------ Provided text ------

Do or can you write and design software programs?


I did for class projects when I was working on my computer science degree.
The biggest program was an integrated DOS utility for reading disk
parameters, viewing the raw sector data, showing what disk clusters were
used by any file on the disk, and finally a disk defragmentation function.
The program featured pop-up overlapping menus, hot keys, and mouse control.
It was written in C++ and took me about 2-1/2 months to write working on it
around 15 to 20 hours per week, design - test - debugging. And after all
that it was specifically written for a 720K floppy disk so the professor
could test it without killing his hard drive in case of bugs. All that was
for a project for a class I took in operating systems. I think mine was the
only one that worked and also handled subdirectories too. Even the 20+
something year old class computer geek wiz, and the professor's pet student
no less, couldn't do it. I got the "look" from him in the hallway one day at
the start of the next semester.



2-1/2 months? You should have learned disk access functions on a
COCO-II -- your program would have been up and running in about three
days. IOW, it's much easier if you bypass the BIOS calls and access
the disk directly.


I haven't really gotten in to doing Windows programming, it's event driven
verses procedural coded. That's a totally different animal. Windows
programming is a real pain, and complex if you really want to take full
advantage of the system. For simple programs that don't need a lot of fancy
wiz-bang features Visual Basic is a good choice to use. The other choices
are Visual C++, C#, or Java. The last three are object orientated languages.

------

Complete the following:
**A.** In the software discussion, which programming language was the integrated DOS utility written in?
**B.** In the software discussion, why was the DOS utility designed specifically for a 720K floppy disk? Answer in one to three sentences.

------ Material supplied ------

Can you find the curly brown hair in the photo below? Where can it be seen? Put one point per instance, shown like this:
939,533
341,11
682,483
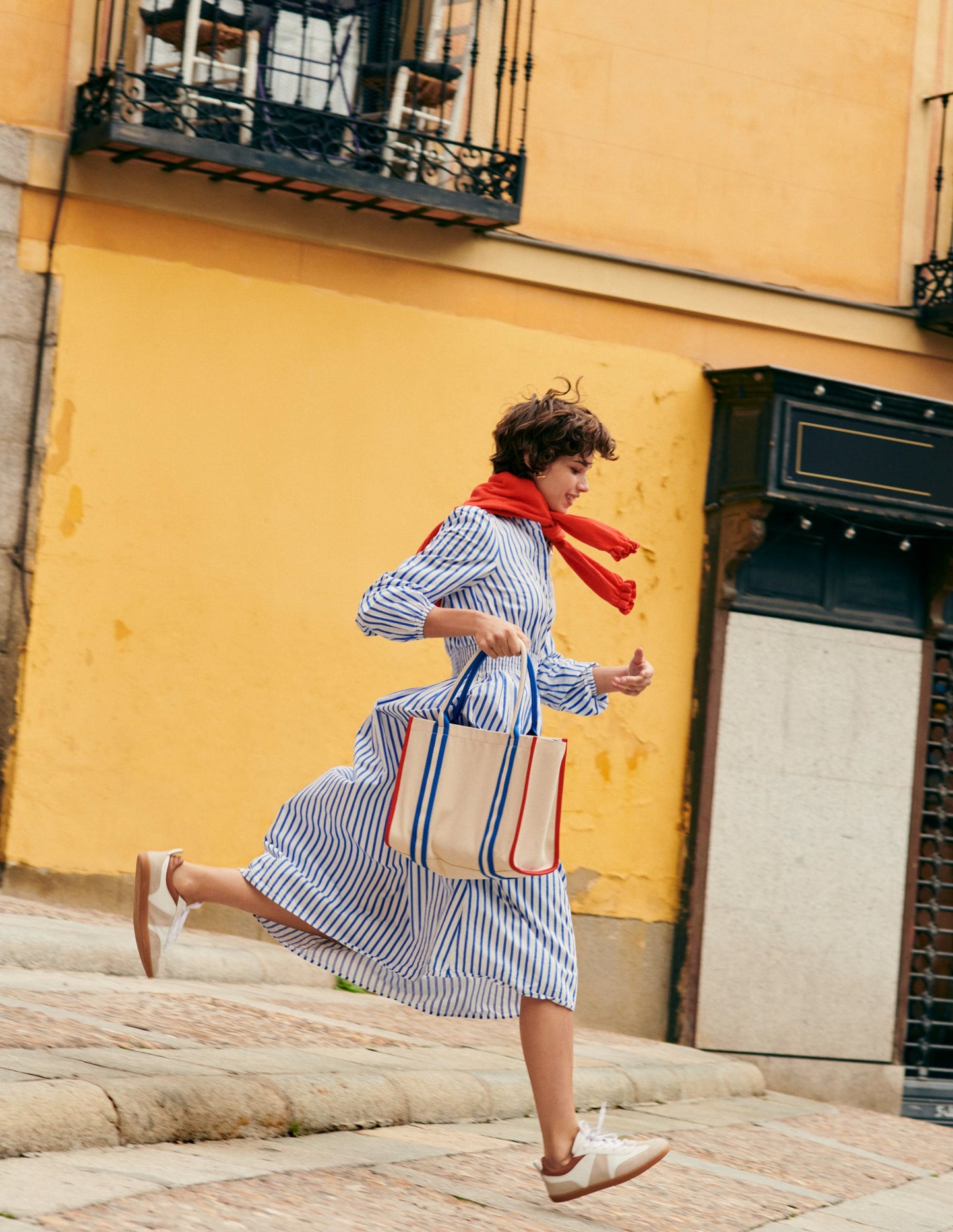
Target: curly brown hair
535,433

------

Responses by task:
**A.** The integrated DOS utility was written in C++.

**B.** The utility was written for a 720K floppy disk so that the professor could test it without damaging his hard drive if the program had bugs.